Goal: Recast the lines of the material below as a numbered list, skipping blank lines and covering every record. Leave the pictures out of the answer.

#### Records for processing

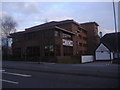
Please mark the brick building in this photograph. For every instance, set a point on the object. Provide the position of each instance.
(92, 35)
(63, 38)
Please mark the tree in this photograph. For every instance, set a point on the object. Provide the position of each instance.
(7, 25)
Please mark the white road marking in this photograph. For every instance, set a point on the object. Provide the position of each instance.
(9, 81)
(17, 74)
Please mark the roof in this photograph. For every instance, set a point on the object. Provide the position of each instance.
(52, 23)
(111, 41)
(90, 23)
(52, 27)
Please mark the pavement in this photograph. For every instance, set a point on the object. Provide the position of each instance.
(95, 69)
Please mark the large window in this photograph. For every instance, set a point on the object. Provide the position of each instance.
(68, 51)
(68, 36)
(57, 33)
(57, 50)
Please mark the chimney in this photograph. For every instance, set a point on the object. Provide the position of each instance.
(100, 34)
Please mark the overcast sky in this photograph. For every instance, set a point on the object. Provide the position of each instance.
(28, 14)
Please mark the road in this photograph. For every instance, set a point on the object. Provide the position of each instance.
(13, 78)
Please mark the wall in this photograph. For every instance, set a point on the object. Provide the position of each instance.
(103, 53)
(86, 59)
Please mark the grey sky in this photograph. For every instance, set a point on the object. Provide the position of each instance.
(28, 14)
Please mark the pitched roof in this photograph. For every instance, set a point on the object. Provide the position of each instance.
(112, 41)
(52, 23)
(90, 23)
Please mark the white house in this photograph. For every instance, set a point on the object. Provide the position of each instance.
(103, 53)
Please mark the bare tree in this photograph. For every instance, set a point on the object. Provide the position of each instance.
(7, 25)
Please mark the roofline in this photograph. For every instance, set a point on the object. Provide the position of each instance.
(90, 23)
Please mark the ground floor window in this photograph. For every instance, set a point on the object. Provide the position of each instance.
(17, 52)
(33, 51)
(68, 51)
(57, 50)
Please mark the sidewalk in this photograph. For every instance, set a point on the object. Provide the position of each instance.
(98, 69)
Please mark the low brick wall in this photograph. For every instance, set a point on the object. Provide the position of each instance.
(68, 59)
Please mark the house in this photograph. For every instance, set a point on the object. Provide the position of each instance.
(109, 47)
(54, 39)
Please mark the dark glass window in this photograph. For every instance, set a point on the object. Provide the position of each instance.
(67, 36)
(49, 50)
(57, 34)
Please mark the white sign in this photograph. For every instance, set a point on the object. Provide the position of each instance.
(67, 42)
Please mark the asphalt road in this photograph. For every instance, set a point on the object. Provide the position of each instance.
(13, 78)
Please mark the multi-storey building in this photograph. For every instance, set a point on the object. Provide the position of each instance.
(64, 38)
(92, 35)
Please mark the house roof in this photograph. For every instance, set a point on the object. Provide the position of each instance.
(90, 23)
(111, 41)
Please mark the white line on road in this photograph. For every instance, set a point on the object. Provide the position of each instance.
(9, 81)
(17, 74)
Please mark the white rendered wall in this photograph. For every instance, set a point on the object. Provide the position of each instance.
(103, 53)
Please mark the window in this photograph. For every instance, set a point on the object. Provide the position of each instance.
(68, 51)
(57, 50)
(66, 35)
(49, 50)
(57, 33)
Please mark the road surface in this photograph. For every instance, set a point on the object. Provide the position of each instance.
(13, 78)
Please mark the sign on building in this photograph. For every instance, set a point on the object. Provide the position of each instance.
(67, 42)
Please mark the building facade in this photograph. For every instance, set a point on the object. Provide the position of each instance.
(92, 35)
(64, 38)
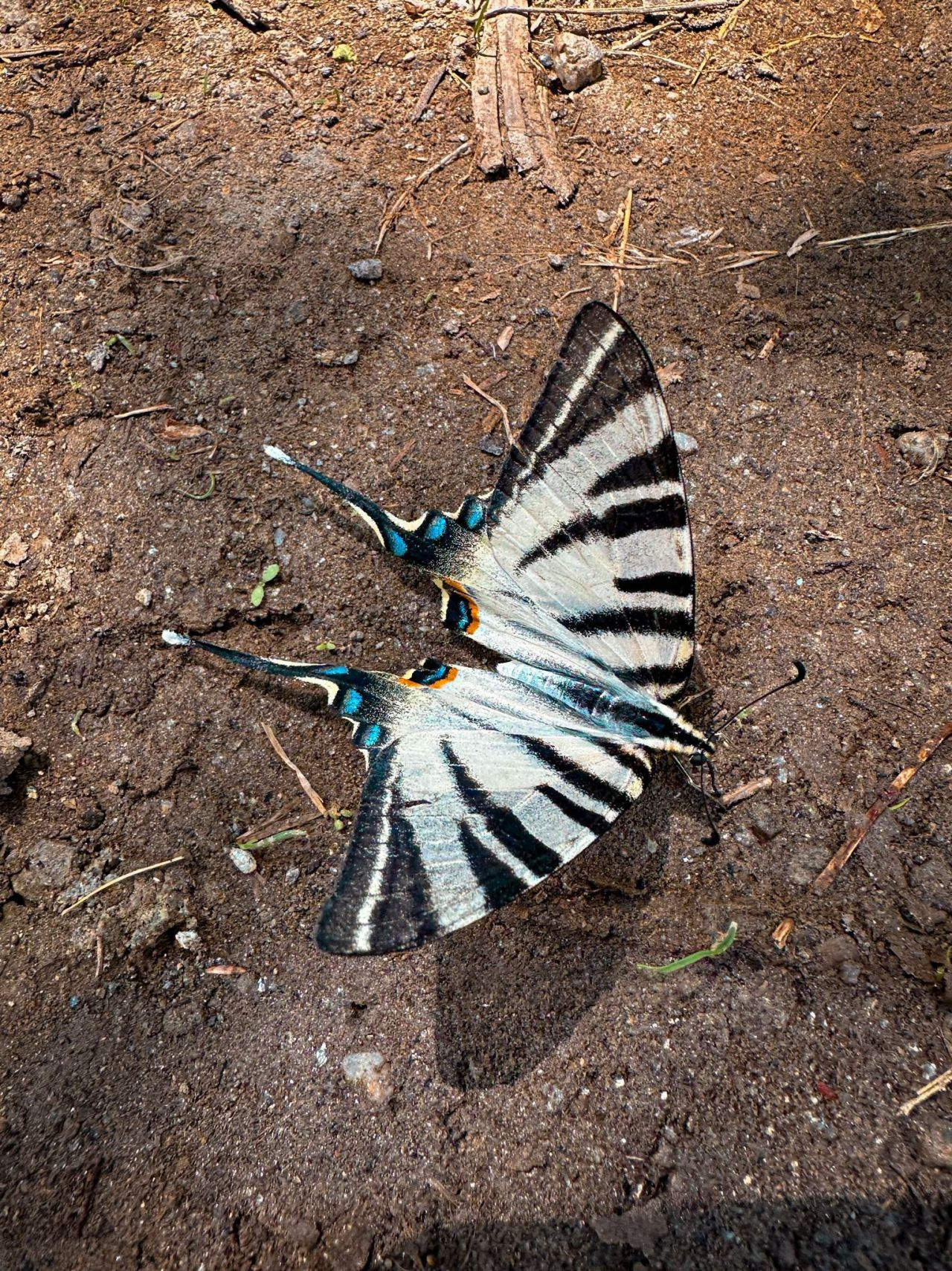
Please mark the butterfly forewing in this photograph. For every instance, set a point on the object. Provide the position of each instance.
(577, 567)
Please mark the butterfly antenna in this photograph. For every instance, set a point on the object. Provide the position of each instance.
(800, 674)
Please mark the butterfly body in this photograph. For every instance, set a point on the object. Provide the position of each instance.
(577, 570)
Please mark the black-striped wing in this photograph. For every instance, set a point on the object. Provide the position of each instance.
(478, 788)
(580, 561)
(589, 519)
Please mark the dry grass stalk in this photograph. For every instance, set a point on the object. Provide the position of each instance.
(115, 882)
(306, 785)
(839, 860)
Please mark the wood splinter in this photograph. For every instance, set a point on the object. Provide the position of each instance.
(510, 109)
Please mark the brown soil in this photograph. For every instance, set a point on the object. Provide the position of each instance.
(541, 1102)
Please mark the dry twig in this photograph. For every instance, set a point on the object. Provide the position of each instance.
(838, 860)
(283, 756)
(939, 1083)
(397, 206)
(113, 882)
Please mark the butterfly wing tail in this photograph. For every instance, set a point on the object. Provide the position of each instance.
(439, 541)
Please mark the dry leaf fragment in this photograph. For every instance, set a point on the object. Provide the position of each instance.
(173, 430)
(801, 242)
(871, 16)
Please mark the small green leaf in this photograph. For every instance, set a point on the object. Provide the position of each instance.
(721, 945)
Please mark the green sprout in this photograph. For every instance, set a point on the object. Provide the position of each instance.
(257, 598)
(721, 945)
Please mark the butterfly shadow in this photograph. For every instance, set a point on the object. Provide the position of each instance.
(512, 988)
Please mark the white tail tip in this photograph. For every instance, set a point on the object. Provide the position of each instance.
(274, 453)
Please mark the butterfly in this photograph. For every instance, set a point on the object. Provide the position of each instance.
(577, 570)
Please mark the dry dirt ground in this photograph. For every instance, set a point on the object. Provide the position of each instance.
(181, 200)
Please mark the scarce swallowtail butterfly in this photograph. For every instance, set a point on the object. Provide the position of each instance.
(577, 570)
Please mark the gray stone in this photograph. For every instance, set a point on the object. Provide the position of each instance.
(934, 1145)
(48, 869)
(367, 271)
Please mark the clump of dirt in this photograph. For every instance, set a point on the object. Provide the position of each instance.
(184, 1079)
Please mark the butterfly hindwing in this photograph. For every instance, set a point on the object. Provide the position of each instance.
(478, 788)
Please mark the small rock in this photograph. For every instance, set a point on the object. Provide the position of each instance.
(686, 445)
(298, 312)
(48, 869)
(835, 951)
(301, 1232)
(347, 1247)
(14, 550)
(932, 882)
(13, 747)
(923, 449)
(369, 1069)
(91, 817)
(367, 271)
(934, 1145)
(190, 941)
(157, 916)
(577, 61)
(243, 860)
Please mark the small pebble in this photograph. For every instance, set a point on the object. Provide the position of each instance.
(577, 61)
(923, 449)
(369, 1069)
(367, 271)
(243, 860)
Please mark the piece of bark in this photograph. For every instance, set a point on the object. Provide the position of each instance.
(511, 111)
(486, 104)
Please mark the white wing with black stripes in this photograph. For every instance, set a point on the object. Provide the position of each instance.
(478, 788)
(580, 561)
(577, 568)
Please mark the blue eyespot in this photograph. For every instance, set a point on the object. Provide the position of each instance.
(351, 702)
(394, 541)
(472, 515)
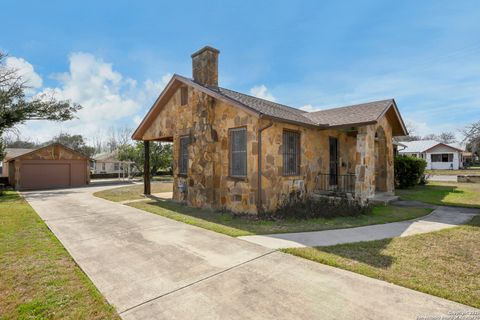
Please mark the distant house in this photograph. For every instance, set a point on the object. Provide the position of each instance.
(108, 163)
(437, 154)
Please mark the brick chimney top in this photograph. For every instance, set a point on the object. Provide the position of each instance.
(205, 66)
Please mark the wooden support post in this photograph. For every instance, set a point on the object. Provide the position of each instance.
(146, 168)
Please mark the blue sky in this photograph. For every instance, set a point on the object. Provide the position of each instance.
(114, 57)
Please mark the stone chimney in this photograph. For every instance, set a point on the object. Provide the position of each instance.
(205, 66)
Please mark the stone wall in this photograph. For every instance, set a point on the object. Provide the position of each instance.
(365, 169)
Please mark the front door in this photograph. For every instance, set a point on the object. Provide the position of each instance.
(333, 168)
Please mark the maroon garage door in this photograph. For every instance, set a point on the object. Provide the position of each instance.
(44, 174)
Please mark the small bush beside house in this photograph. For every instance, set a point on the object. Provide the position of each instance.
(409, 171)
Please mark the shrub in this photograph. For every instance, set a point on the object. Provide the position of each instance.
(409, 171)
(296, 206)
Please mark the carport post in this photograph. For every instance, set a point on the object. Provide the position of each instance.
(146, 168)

########

Answer for this exercise:
1. Please mark the brick building in this photograph. For every instance, set a point on the object. Provide the position of each instance.
2. (92, 35)
3. (63, 38)
4. Please mark the tree in this photograph. For every instance, set a point on the object. Provide the position of each instance.
5. (7, 25)
6. Please mark the white road marking in this photograph. For every instance, set a point on the object. Provide the position of each instance.
7. (9, 81)
8. (17, 74)
9. Please mark the roof in this photograph. For every instance, set a point on the object. Provide the position of each instance.
10. (52, 23)
11. (111, 41)
12. (90, 23)
13. (52, 27)
14. Please mark the pavement in this photograph. For every instance, set a point on the object. Provide the position of each instance.
15. (95, 69)
16. Please mark the large window in this photograph. For every instance, set a point on the object. Provide the position of each instance.
17. (68, 51)
18. (68, 36)
19. (57, 33)
20. (57, 50)
21. Please mark the chimney in this photograph. For every instance, set a point on the object. Provide the position of each instance.
22. (100, 34)
23. Please mark the overcast sky in this photograph. For every instance, set a point on the object. Provide the position of each instance.
24. (28, 14)
25. Please mark the road in this photograph. For every instance, set a point on the object. Provide the position of each instance.
26. (13, 78)
27. Please mark the wall in this photograph. For every instance, set a point on the object. Provide the position of each instance.
28. (103, 53)
29. (86, 59)
30. Please mark the grey sky in this photograph. For every instance, set a point on the object. Provide the position of each instance.
31. (28, 14)
32. Please mark the pitched roof in this photograph. For every instance, set a point on the object. Provide the position of each instance.
33. (112, 41)
34. (52, 23)
35. (90, 23)
36. Please mark the white house in this photograph. For every instance, set a point on the object. Provide the position of each instance.
37. (103, 53)
38. Please mark the bare tree in this photograph. For every instance, set a point on the object. Provide the position of each instance.
39. (7, 25)
40. Please mark the roofline in this photograph. For every instance, set a point on the object. Provide the position of each instance.
41. (90, 23)
42. Please mark the ground floor window in this photograph. For every instance, set a point on the object. Provide the position of each instance.
43. (17, 52)
44. (33, 51)
45. (68, 51)
46. (57, 50)
47. Please mark the sidewalk in this photograph. For every instance, set a point on the object. Provide the position of each instance.
48. (98, 69)
49. Please mark the low brick wall in this photograph. For every instance, set a point on the object. Provide the position of each instance.
50. (68, 59)
51. Please mark the house in this photograph. For every instance, set a point on the object. Provide the position of each instance.
52. (109, 47)
53. (54, 39)
54. Please mark the dark glass window in this photograph. For every instance, set a point on the object. Provide the position of each instance.
55. (67, 36)
56. (49, 50)
57. (57, 34)
58. Please mark the white sign in this photograph. For every instance, set a point on the object. Provide the position of each instance.
59. (67, 42)
60. Please mark the asphalt road in this photograph. For every instance, set a point on the object. Provide the position of each instance.
61. (13, 78)
62. Please mark the multi-storey building in this photograph. For every instance, set a point on the object. Provide the position of each instance.
63. (64, 38)
64. (92, 35)
65. Please mark the house roof in this photograph. For every instance, set a point on the object. Provide the position of each instance.
66. (90, 23)
67. (111, 41)
68. Please mark the white line on road in this photograph. For every instance, set a point on the object. Provide the position of each instance.
69. (9, 81)
70. (17, 74)
71. Please mark the white rendered wall in this photograph. For every instance, set a point on the object. Provide the position of each instance.
72. (103, 53)
73. Please mark the window in this photograph. For every instance, set a point on the object. Provide the position of each instance.
74. (68, 51)
75. (57, 50)
76. (66, 35)
77. (49, 50)
78. (57, 33)
79. Please mark the road surface in this photograph. For every instance, set a point on the object. Provide the position of each instance.
80. (13, 78)
81. Please mark the sign on building in this photograph. For every instance, set a point on the object. Provide the position of each instance.
82. (67, 42)
83. Please mark the building facade in this photograph. For every instance, set a point on the object. Provide the position of each instance.
84. (92, 35)
85. (64, 38)
86. Please mark the butterfly forewing in this photograph. For every instance, set a point on the object. Provide the position of each instance.
87. (577, 567)
88. Please mark the butterfly antenna in this photograph. For every instance, set a point on the object. Provide the position of each instance.
89. (800, 674)
90. Please mark the butterfly body in this photograph. For every instance, set a point on the object. Provide the position of each instance.
91. (577, 570)
92. Please mark the black-striped wing in this photograph. For every instance, set a point on the object. Provide the position of each instance.
93. (478, 788)
94. (580, 561)
95. (589, 519)
96. Please mark the dry grass stalk in this photograph. For every instance, set a point on the object. Provide the position of each instance.
97. (115, 882)
98. (306, 785)
99. (839, 860)
100. Please mark the wood splinter in this photograph. For every instance, set a point on the object. Provide the position of each instance.
101. (510, 109)
102. Please mark the brown soil in this photograph. For every instance, set a point on the object. Provide the position of each instance.
103. (541, 1102)
104. Please mark the dry twig in this photograph. For every instance, set a point on the object. Provide the position of each instance.
105. (838, 860)
106. (283, 756)
107. (939, 1083)
108. (397, 206)
109. (113, 882)
110. Please mark the butterfly wing tail in this photograph. For every instance, set a point on the object. Provide the position of each instance.
111. (439, 541)
112. Please mark the dry leaf fragment in this photograph. For every instance, set a point on the object. Provide the position of each instance.
113. (173, 430)
114. (801, 242)
115. (871, 16)
116. Please mark the small green leaf in this photograph. For every instance, set a point on the object. Provide the position of each instance.
117. (721, 945)
118. Please mark the green sprout in this photograph. For every instance, set a point on the object. Provide the position of each instance.
119. (257, 598)
120. (721, 945)
121. Please mark the butterfly shadow in this photograph. For every instance, set a point on the object. Provide the position of each instance.
122. (512, 988)
123. Please mark the white tail tip in this photograph. For every instance, set a point on the object. Provide the position of each instance.
124. (274, 453)
125. Please mark the butterfly in this photograph. For every instance, set a point on the object. Provide the position of each instance.
126. (577, 570)
127. Please mark the dry dirt ground in this photograph. For every instance, set a point on the object. Provide the position of each instance.
128. (181, 200)
129. Please mark the scarce swallowtail butterfly in this photograph. For every instance, set a point on the object. Provide the position of each instance.
130. (577, 570)
131. Please mark the gray stone in this photograph. For every instance, set a point on the object. Provide the position of each instance.
132. (934, 1145)
133. (48, 869)
134. (367, 271)
135. Please mark the clump of dirt in this photograph. For every instance, set a point on the object. Provide the position of each instance.
136. (184, 1079)
137. Please mark the butterfly hindwing in this photograph. For every instance, set a point on the object. Provide the position of each instance.
138. (478, 788)
139. Please mark the small rock in this photograph. For every instance, set a point on the object. Provide the position of each instance.
140. (686, 445)
141. (298, 312)
142. (48, 869)
143. (835, 951)
144. (301, 1232)
145. (347, 1247)
146. (14, 550)
147. (932, 882)
148. (13, 747)
149. (923, 449)
150. (369, 1069)
151. (91, 817)
152. (367, 271)
153. (934, 1145)
154. (190, 941)
155. (157, 916)
156. (577, 61)
157. (243, 860)
158. Please mark the small pebble in this photograph. For every instance, set a point on the object. Provide the position of each instance.
159. (577, 61)
160. (923, 449)
161. (369, 1069)
162. (367, 271)
163. (243, 860)
164. Please mark the piece of bark in this photograph. For every instance, set a point on the object. Provide the position of each instance.
165. (511, 111)
166. (486, 104)
167. Please mark the white wing with black stripes in this photograph. For every instance, set a point on the object. Provide the position of each instance.
168. (478, 788)
169. (580, 561)
170. (577, 568)
171. Please mark the blue eyespot in this photograph. For every instance, set a point on the object. Provide the position of each instance.
172. (351, 702)
173. (394, 541)
174. (472, 515)
175. Please mark the distant house in this photograph. For every instance, set a point on the object. Provide the position of each instance.
176. (108, 163)
177. (437, 154)
178. Please mark the brick chimney top in this photograph. For every instance, set a point on the object. Provide the position of each instance.
179. (205, 66)
180. Please mark the wooden support post in this photograph. For every instance, set a point on the object. Provide the position of each instance.
181. (146, 168)
182. Please mark the blue sky in this photograph. For every instance, set a point on the object. Provide the position of each instance.
183. (114, 57)
184. Please mark the stone chimney in this photograph. For every instance, set a point on the object. Provide the position of each instance.
185. (205, 66)
186. Please mark the stone wall in this photograph. For every instance, set a point on the object. Provide the position of each instance.
187. (365, 169)
188. Please mark the front door in this photograph. For every instance, set a point on the object. Provide the position of each instance.
189. (333, 168)
190. Please mark the maroon garage door in this photograph. For every instance, set a point on the object. Provide the position of each instance.
191. (44, 174)
192. Please mark the small bush beside house in this photograph. For every instance, set a point on the object. Provide the position of each instance.
193. (409, 171)
194. Please mark the shrub in this photograph. For every instance, set a point on the object. Provide the position of each instance.
195. (409, 171)
196. (296, 206)
197. Please mark the carport post in this photograph. For every instance, set a point on the object. Provide the position of each instance.
198. (146, 168)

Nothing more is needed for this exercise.